→ WHAT IS REQUIRED
Edit the records by replacing "pixel coordinates" with "image coordinates" wherever it occurs, and leave everything else as it is.

→ MATERIAL SHOWN
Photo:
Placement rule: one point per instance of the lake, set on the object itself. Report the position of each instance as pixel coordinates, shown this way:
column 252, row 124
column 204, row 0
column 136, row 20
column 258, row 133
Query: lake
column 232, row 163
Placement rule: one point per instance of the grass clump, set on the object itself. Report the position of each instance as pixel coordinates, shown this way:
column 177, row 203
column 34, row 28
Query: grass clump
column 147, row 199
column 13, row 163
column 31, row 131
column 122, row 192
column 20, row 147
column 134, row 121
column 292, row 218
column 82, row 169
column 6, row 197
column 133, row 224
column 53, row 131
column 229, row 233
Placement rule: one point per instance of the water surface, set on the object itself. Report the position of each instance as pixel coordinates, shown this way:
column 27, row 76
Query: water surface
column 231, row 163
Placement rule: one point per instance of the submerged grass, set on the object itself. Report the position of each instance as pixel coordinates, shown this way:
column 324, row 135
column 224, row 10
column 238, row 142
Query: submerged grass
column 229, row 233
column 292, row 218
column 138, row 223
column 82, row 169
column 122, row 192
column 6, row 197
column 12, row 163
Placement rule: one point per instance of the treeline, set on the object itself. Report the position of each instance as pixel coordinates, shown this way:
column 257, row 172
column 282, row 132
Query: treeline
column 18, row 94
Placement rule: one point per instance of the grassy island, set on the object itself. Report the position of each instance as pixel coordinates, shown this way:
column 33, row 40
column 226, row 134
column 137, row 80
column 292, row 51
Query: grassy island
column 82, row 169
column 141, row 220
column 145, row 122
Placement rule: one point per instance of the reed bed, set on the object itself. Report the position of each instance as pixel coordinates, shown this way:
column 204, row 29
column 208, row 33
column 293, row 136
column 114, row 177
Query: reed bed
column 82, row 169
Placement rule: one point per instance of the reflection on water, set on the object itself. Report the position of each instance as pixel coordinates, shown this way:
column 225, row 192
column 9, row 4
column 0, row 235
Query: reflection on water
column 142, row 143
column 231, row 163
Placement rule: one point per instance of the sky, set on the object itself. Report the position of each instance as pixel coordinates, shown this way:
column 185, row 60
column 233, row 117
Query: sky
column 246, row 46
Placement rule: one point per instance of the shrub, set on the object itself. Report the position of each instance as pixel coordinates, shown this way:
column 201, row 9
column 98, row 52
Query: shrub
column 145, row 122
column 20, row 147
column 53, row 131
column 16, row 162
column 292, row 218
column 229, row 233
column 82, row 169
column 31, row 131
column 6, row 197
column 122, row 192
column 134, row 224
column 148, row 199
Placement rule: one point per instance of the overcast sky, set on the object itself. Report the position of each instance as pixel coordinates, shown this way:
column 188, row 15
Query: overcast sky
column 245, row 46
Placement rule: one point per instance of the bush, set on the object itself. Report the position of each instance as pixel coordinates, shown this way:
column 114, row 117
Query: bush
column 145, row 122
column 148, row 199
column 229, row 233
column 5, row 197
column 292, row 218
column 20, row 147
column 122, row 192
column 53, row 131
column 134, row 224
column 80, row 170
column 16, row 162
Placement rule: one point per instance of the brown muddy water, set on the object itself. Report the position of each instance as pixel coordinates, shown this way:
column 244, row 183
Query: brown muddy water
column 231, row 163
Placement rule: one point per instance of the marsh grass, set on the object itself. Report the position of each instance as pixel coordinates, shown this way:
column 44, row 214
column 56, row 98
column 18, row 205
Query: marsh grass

→ PROBLEM SOLUTION
Photo:
Placement rule: one point per instance of the lake, set on the object itself. Report the position of each instance as image coordinates, shown this way:
column 252, row 124
column 204, row 0
column 136, row 20
column 258, row 133
Query: lake
column 232, row 163
Placement rule: one point per instance of the grass clump, set on the object itself. Report the position of each instance as image coordinates, shown this way:
column 177, row 203
column 34, row 28
Query: grass clump
column 147, row 199
column 13, row 163
column 31, row 131
column 122, row 192
column 20, row 147
column 134, row 121
column 292, row 218
column 82, row 169
column 6, row 197
column 133, row 224
column 53, row 131
column 229, row 233
Placement rule: one point per instance of the water surface, set on the object itself. Report the position of each instance as image coordinates, shown this way:
column 27, row 76
Query: water surface
column 231, row 163
Placement rule: one point per instance of the submerged grass, set on the object itself. Report the position of each instance as image coordinates, shown this way:
column 324, row 135
column 224, row 10
column 238, row 142
Query: submerged grass
column 229, row 233
column 292, row 218
column 138, row 223
column 82, row 169
column 122, row 192
column 6, row 197
column 12, row 163
Placement rule: one point per instance of the treeline, set on the object itself. Report the position of each instance as image coordinates, shown this way:
column 257, row 172
column 282, row 132
Query: treeline
column 18, row 94
Placement rule: one point per instance of the grassy island, set on the object itself. Report the position of each instance as image coordinates, shown this way:
column 33, row 40
column 226, row 134
column 137, row 80
column 292, row 51
Query: grassy island
column 82, row 169
column 141, row 220
column 145, row 122
Placement rule: one point per instance of the reed bed, set on the object itself. Report the position of each instance as image coordinates, shown this way:
column 204, row 29
column 208, row 33
column 293, row 136
column 114, row 177
Query: reed bed
column 82, row 169
Placement rule: one point per instance of the reflection on water, set on the object itself. Report the position of each instance as image coordinates, shown this way:
column 225, row 192
column 9, row 4
column 0, row 235
Query: reflection on water
column 142, row 143
column 231, row 163
Placement rule: one point per instance of the sky, set on the object itself. Report the position of each instance as image coordinates, shown this way:
column 185, row 60
column 233, row 117
Query: sky
column 246, row 46
Placement rule: one point per instance of the shrub, set on the object itself. Report the position of each instance as image coordinates, shown this way:
column 201, row 9
column 98, row 52
Query: shrub
column 145, row 122
column 20, row 147
column 53, row 131
column 16, row 162
column 292, row 218
column 229, row 233
column 82, row 169
column 31, row 131
column 6, row 197
column 122, row 192
column 134, row 224
column 148, row 199
Placement rule: one point per instance of the overcast sky, set on the object itself. Report the position of each instance as image coordinates, shown this way:
column 188, row 15
Query: overcast sky
column 245, row 46
Placement rule: one point per instance of the bush, set on the object itself. Report the position of each instance as image coordinates, shown this way:
column 114, row 117
Query: bush
column 145, row 122
column 148, row 199
column 229, row 233
column 5, row 197
column 292, row 218
column 20, row 147
column 122, row 192
column 53, row 131
column 134, row 224
column 80, row 170
column 16, row 162
Placement rule: one point per instance of the brown muddy water, set on the object itself. Report the position of each instance as image coordinates, shown this way:
column 244, row 183
Query: brown muddy water
column 231, row 163
Placement rule: one point per instance of the marsh grass, set on the object itself. Report the position of each instance as image coordinates, shown this way:
column 44, row 214
column 56, row 98
column 18, row 205
Query: marsh grass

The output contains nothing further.